O JUBILEU E A RENOVAÇÃO SOCIAL E ESPIRITUAL (Lv 25, 8-17)
ARTIGOSLEITURAS DA LITURGIAPRTEOLOGIALV
Rafael Andrade Filho
"O Senhor falou a Moisés no monte Sinai, dizendo: 'Declararás santo o quinquagésimo ano e proclamarás a libertação para todos os habitantes do país; será para vós um jubileu. Cada um de vós poderá retornar à sua propriedade e voltar para a sua família' ". (Lv 25, 10)
No Levítico, lemos que o quinquagésimo ano deveria ser designado como um jubileu (ou seja, um ano de libertação ou troca), no qual todo o povo deveria descansar do cultivo da terra e todas as dívidas deveriam ser canceladas. Um israelita podia, se impelido pela necessidade, vender-se a algum vizinho mais rico; mas o comprador era proibido de obrigá-lo a servir com rigor, como os egípcios haviam feito. O servo devia ser tratado como um servo contratado e um peregrino, não como um escravo indefeso; e seu serviço devia durar apenas até o ano seguinte do jubileu no qual o servo era libertado e sua família com ele. Seus bens também lhe eram restituídos. Este ato pode ser considerado uma violação da justiça terrena, mas é um exemplo notável da lógica da gratuidade e uma imitação consciente da generosidade de Deus, ilustrando que atos de perdão e generosidade transcendem a justiça estrita, refletindo a misericórdia divina.
São Beda (672–735) oferece uma reflexão sobre o simbolismo espiritual do Jubileu e o relaciona ao Pentecostes. Ele afirma: "Esse mandamento bíblico estabelece um ciclo divino de renovação e perdão", e liga essa ideia à celebração cristã de Pentecostes, observando que: "a graça do Espírito Santo veio sobre os Apóstolos no quinquagésimo dia da Ressurreição do Senhor e santificou o início da Igreja que estava sendo criada...esse número, portanto, pode ser corretamente associado à graça do Espírito Santo e à alegria da bem-aventurança futura". Beda conclui que o verdadeiro descanso e alegria vêm da graça divina e da renovação espiritual, qualidades simbolizadas pelo ano do Jubileu.

## Dados fornecidos
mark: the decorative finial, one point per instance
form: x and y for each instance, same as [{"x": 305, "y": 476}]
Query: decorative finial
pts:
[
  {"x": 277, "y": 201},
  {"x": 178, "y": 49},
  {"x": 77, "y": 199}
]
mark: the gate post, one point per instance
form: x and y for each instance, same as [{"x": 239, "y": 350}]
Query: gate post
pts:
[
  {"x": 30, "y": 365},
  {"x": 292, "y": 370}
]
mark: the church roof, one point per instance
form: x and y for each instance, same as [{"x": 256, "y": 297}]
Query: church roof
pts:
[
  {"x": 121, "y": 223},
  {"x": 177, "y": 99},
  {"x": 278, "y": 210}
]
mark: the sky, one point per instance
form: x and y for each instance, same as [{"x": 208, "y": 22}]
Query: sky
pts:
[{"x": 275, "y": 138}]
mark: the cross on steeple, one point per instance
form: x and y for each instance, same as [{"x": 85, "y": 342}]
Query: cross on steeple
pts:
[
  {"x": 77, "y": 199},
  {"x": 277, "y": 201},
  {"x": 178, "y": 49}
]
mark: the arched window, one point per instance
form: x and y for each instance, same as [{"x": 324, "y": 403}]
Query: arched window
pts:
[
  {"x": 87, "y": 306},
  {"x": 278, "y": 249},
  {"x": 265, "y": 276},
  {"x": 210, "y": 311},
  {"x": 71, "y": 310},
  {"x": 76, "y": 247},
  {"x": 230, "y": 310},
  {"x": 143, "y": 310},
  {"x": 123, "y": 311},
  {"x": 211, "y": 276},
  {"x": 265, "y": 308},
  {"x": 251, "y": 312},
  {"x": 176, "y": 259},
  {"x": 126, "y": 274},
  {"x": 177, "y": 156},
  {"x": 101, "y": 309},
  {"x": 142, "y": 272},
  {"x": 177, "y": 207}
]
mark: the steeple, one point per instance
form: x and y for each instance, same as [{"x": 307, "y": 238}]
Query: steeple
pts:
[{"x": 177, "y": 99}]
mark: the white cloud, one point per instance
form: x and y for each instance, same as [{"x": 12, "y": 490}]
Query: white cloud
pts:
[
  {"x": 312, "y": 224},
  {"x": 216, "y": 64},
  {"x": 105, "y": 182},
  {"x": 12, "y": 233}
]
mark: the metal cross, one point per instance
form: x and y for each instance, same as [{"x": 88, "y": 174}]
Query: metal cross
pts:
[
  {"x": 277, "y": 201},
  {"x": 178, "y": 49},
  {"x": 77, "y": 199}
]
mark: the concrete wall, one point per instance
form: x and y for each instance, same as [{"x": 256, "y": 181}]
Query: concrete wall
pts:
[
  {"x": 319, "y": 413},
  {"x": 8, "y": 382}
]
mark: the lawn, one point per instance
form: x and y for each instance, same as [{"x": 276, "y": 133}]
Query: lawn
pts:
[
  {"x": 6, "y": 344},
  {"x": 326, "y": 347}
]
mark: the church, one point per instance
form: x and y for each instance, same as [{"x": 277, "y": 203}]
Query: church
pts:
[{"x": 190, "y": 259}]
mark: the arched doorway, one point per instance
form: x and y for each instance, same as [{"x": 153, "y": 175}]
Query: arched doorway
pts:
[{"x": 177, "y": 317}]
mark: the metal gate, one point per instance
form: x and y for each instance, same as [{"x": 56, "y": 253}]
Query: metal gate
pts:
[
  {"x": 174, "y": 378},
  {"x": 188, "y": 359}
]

## Enunciado 1
No texto sobre o jubileu, em que dia São Beda diz que a graça do Espírito Santo veio sobre os Apóstolos?
## Enunciado 2
Por favor, explique em até três frases por que, segundo o texto sobre o jubileu, São Beda associa o número cinquenta à graça do Espírito Santo.

## Resolução 1
No quinquagésimo dia da Ressurreição do Senhor.

## Resolução 2
Para Beda, a graça do Espírito Santo veio sobre os Apóstolos no quinquagésimo dia da Ressurreição do Senhor e santificou o início da Igreja. Por isso ele conclui que esse número pode ser corretamente associado à graça do Espírito Santo e à alegria da bem-aventurança futura.